── Record set

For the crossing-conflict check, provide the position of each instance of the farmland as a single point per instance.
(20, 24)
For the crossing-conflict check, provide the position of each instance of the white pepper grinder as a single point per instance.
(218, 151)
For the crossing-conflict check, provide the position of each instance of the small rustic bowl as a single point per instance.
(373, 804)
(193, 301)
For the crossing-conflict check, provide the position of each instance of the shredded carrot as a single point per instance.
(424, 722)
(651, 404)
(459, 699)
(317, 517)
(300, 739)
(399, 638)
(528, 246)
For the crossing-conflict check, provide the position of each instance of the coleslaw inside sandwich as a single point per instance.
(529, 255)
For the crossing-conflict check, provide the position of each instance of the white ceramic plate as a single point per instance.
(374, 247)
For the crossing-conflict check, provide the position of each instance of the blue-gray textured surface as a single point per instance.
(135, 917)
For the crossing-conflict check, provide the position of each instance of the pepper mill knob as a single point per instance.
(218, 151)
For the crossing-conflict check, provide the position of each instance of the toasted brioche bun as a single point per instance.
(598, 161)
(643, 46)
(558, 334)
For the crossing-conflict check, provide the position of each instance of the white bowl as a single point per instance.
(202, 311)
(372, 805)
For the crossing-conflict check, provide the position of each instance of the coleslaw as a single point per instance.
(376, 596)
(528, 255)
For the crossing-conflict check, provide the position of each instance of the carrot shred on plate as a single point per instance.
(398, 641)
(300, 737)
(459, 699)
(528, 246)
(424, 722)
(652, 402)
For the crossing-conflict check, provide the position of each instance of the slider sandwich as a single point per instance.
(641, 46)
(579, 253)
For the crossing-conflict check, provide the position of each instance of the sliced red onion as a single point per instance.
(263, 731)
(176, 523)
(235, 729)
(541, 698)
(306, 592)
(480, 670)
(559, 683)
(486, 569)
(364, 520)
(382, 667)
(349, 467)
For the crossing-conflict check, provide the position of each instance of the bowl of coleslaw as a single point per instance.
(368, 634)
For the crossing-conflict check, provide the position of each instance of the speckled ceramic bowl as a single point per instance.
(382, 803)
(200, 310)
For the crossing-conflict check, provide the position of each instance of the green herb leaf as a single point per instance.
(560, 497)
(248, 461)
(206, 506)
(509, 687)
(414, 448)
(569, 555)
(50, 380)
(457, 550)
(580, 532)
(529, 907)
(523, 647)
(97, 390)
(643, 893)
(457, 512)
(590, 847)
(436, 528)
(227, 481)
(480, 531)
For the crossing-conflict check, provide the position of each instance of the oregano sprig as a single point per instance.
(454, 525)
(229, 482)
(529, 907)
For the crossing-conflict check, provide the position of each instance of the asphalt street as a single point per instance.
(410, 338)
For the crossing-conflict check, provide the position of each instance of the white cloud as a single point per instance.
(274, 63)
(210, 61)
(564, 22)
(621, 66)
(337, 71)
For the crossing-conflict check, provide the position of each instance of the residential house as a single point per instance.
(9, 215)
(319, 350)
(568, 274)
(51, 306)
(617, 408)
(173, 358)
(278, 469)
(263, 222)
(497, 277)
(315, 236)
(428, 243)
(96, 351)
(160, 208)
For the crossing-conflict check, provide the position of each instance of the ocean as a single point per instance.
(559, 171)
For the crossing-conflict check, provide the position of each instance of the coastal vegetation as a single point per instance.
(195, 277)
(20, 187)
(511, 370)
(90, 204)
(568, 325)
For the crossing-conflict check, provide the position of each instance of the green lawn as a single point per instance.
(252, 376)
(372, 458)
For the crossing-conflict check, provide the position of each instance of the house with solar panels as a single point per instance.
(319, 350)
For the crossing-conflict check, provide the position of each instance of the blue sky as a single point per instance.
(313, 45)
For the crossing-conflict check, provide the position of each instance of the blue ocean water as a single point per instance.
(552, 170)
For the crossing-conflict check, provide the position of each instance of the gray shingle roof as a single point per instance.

────

*Objective*
Could you copy all of the entries above word for word, with nothing changed?

*Solution for this task*
For the crossing-conflict check, provide the position of each instance of the farmland as a single point per instance.
(20, 24)
For the crossing-conflict check, provide the position of each instance of the white pepper grinder as a single point per instance.
(218, 151)
For the crossing-conflict check, provide the position of each instance of the small rustic bowl as a single point per instance.
(373, 804)
(193, 301)
For the crossing-conflict check, provide the position of each instance of the shredded carrot as a single point per instance.
(424, 722)
(651, 404)
(459, 699)
(317, 517)
(300, 739)
(399, 638)
(528, 246)
For the crossing-conflict check, provide the position of each instance of the coleslaw inside sandwich as a single point per instance.
(529, 255)
For the crossing-conflict check, provide the position of each instance of the white ceramic plate as a single point per instance.
(374, 247)
For the crossing-conflict check, provide the position of each instance of the blue-gray textured surface as a single point per instance.
(135, 917)
For the crossing-conflict check, provide the position of each instance of the pepper mill knob as a single point per instance.
(218, 151)
For the crossing-conflict check, provide the position of each instance of the toasted brioche bun as a single point per instance.
(598, 161)
(643, 46)
(558, 334)
For the crossing-conflict check, provide the position of each instance of the white bowl as a single point per instance.
(202, 311)
(372, 805)
For the crossing-conflict check, provide the position of each instance of the coleslaw as a single point per instance.
(376, 596)
(528, 255)
For the crossing-conflict check, provide the position of each instance of the carrot shred on plate as a single point per instance.
(398, 641)
(300, 737)
(459, 699)
(528, 246)
(424, 722)
(652, 402)
For the crossing-conflict check, provide the position of each instance of the slider sandwich as a single point per instance.
(641, 46)
(579, 253)
For the crossing-conflict check, provide the position of each instance of the sliced red onion as a single point per instance.
(263, 731)
(176, 523)
(235, 729)
(541, 698)
(306, 592)
(480, 670)
(559, 683)
(486, 569)
(364, 520)
(382, 667)
(349, 467)
For the crossing-conflict check, provide the position of each instance of the bowl of coleslaw as a single point per instance.
(368, 634)
For the crossing-conflict check, provide the position of each instance of the speckled ceramic bowl as a single point per instance.
(382, 803)
(200, 310)
For the crossing-conflict check, provide the position of each instance of the green herb leaf as a single point per instance.
(560, 497)
(248, 461)
(206, 506)
(509, 687)
(414, 448)
(569, 555)
(50, 380)
(457, 550)
(580, 532)
(529, 907)
(523, 647)
(97, 390)
(643, 893)
(457, 512)
(590, 847)
(436, 528)
(227, 481)
(480, 531)
For the crossing-conflict check, provide the position of each instance of the oregano sprig as a single point per instance.
(454, 525)
(229, 482)
(529, 907)
For the crossing-conflict check, provide the position of each instance of the asphalt street as a single point per instance.
(410, 338)
For the crossing-conflict check, provide the position of each instance of the white cloud as a single point per instance.
(274, 63)
(210, 61)
(564, 22)
(621, 66)
(337, 71)
For the crossing-conflict check, provide the position of each instance of the residential house as a single point per instance.
(9, 215)
(319, 350)
(568, 274)
(51, 306)
(617, 408)
(173, 358)
(278, 469)
(263, 222)
(497, 277)
(315, 236)
(428, 243)
(96, 351)
(160, 208)
For the crossing-conflict check, provide the position of each instance of the ocean as a single point per instance.
(559, 171)
For the crossing-conflict check, provide the position of each instance of the coastal vegetation as a single point per instance.
(195, 277)
(20, 187)
(511, 370)
(90, 204)
(568, 325)
For the crossing-conflict check, provide the position of each instance of the green lawn as a single point per instance.
(252, 376)
(372, 458)
For the crossing-conflict check, provide the position of each instance of the house with solar panels as a single point per instance.
(319, 350)
For the crossing-conflict check, provide the position of each instance of the blue sky as a single point per instance.
(313, 45)
For the crossing-conflict check, provide the position of each instance of the blue ocean water as a single point per instance.
(552, 170)
For the crossing-conflict check, provide the position of each instance of the gray shingle roof as a single point per instance.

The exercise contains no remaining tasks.